# Task directions:
Transcribe the records below. Leave nothing out and change nothing.

====== Extracted entries ======

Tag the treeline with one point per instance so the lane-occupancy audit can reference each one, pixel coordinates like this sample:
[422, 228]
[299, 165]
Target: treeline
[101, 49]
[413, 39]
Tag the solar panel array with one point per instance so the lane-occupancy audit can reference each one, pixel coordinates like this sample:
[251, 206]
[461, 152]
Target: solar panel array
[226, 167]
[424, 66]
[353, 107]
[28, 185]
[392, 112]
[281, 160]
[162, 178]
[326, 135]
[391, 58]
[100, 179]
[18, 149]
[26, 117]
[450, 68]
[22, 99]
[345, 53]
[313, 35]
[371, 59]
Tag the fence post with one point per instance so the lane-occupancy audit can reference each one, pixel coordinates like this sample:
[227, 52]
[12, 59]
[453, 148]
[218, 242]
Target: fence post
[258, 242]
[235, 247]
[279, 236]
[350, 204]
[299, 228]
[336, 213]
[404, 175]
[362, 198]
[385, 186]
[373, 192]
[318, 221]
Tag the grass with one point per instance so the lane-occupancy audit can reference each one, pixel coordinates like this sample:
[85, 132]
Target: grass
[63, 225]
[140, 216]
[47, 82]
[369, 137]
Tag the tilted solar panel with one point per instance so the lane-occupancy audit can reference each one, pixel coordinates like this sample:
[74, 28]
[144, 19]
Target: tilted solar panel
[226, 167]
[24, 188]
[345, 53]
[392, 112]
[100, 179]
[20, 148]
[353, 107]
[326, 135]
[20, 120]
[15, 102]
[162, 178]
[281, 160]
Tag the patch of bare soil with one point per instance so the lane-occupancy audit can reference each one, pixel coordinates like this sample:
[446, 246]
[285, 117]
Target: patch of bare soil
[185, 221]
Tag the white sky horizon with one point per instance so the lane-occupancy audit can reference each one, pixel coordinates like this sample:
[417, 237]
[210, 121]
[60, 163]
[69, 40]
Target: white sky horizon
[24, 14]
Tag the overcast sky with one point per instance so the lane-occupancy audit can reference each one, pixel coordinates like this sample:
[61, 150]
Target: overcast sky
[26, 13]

======

# Exercise solution:
Tag the treeline with one point per instance so the lane-occupancy audit can reference each one, pixel coordinates like this sample:
[422, 228]
[299, 165]
Target: treeline
[101, 49]
[413, 39]
Tag the solar panel array with one point per instance so the lane-occupancy audit can reference each one, pixel coordinates like this sample:
[251, 206]
[461, 152]
Target: solar panel array
[226, 167]
[424, 66]
[353, 107]
[28, 185]
[392, 112]
[281, 160]
[162, 178]
[326, 135]
[391, 58]
[100, 179]
[18, 149]
[26, 117]
[450, 68]
[22, 99]
[345, 53]
[313, 35]
[371, 59]
Tag the fence post with one point per instance so the lane-occupancy audit can reference each one, pixel coordinates like this sample:
[227, 52]
[12, 59]
[453, 148]
[218, 242]
Target: fence post
[258, 242]
[235, 247]
[279, 236]
[350, 204]
[299, 228]
[336, 213]
[404, 175]
[362, 198]
[385, 186]
[373, 192]
[318, 221]
Tag the grass with one point per instance so the lane-occupancy audit can reference each one, pixel coordinates like this sample:
[85, 132]
Target: grass
[63, 225]
[140, 216]
[47, 82]
[369, 137]
Tag the tilted solar panel with one point per instance so the lane-occupancy audit can reference each one, pixel coordinates like this sample:
[74, 28]
[144, 19]
Target: tilted solar panel
[226, 167]
[24, 188]
[345, 53]
[392, 112]
[100, 179]
[20, 148]
[353, 107]
[326, 135]
[20, 120]
[15, 102]
[162, 178]
[281, 160]
Tag the patch of bare soil with one point per instance so the lane-occupancy audit can reference each one, pixel coordinates like this sample:
[446, 246]
[285, 117]
Target: patch of bare soil
[185, 221]
Tag the white sky horizon with one point per instance so the lane-occupancy audit can reference each one, pixel coordinates like this sample:
[417, 237]
[210, 121]
[60, 163]
[69, 40]
Target: white sky horizon
[24, 14]
Tag the overcast sky with one point per instance so the lane-occupancy audit can reference each one, pixel coordinates like this sample:
[61, 150]
Target: overcast sky
[26, 13]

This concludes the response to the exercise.